> [WHAT TO PRODUCE]: Your copy should hold the lines below from the first through the one that contains "Where can the camel's head", each retyped exactly, and no pictures.

** PROVIDED DATA follows **

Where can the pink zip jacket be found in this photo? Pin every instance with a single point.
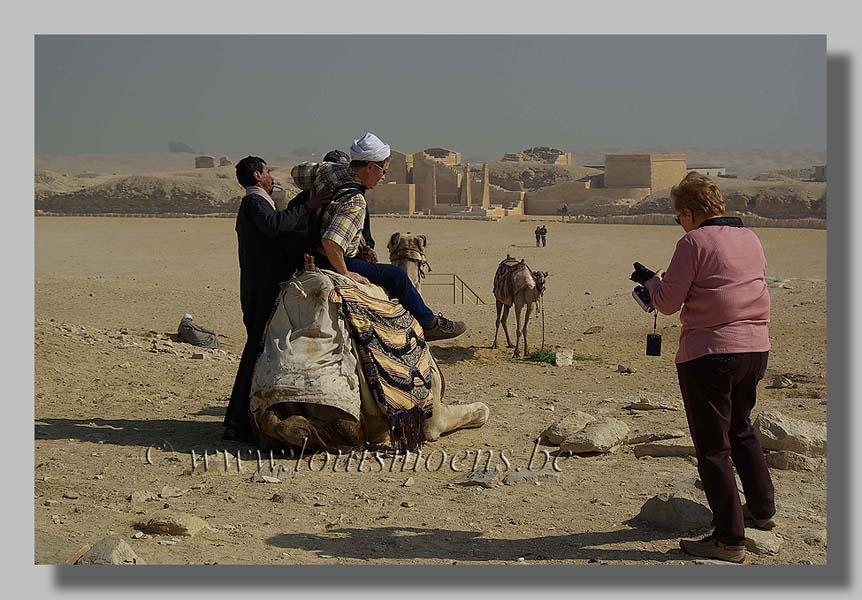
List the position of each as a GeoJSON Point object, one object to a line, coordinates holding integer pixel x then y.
{"type": "Point", "coordinates": [717, 274]}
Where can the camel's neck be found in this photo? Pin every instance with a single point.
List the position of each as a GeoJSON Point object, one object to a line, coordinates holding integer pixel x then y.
{"type": "Point", "coordinates": [410, 266]}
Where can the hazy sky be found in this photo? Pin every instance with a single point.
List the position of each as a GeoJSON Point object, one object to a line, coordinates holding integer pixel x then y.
{"type": "Point", "coordinates": [481, 95]}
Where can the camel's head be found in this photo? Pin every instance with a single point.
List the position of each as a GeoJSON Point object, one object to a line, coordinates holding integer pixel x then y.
{"type": "Point", "coordinates": [406, 244]}
{"type": "Point", "coordinates": [540, 277]}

** End of PROVIDED DATA **

> [TASK RESPONSE]:
Where can the pink zip jacket be found in this photo? Pin every instance with a single point.
List the position of each as a GeoJSON Point object, one object to a line, coordinates holding integer pixel x then y.
{"type": "Point", "coordinates": [717, 274]}
Where can the camel's neck be found in this photo? Pin every instance with a single point.
List the position of each as a GeoJSON Point object, one object to a line, coordinates holding integer pixel x then y.
{"type": "Point", "coordinates": [410, 266]}
Where can the hazy sky be found in this photo? Pin every instance with a single point.
List the position of each as a GeoJSON Point object, one object to a line, coordinates holding integer pixel x then y.
{"type": "Point", "coordinates": [481, 95]}
Where can the camel's head be found in this photo? Pin every instance with a single point.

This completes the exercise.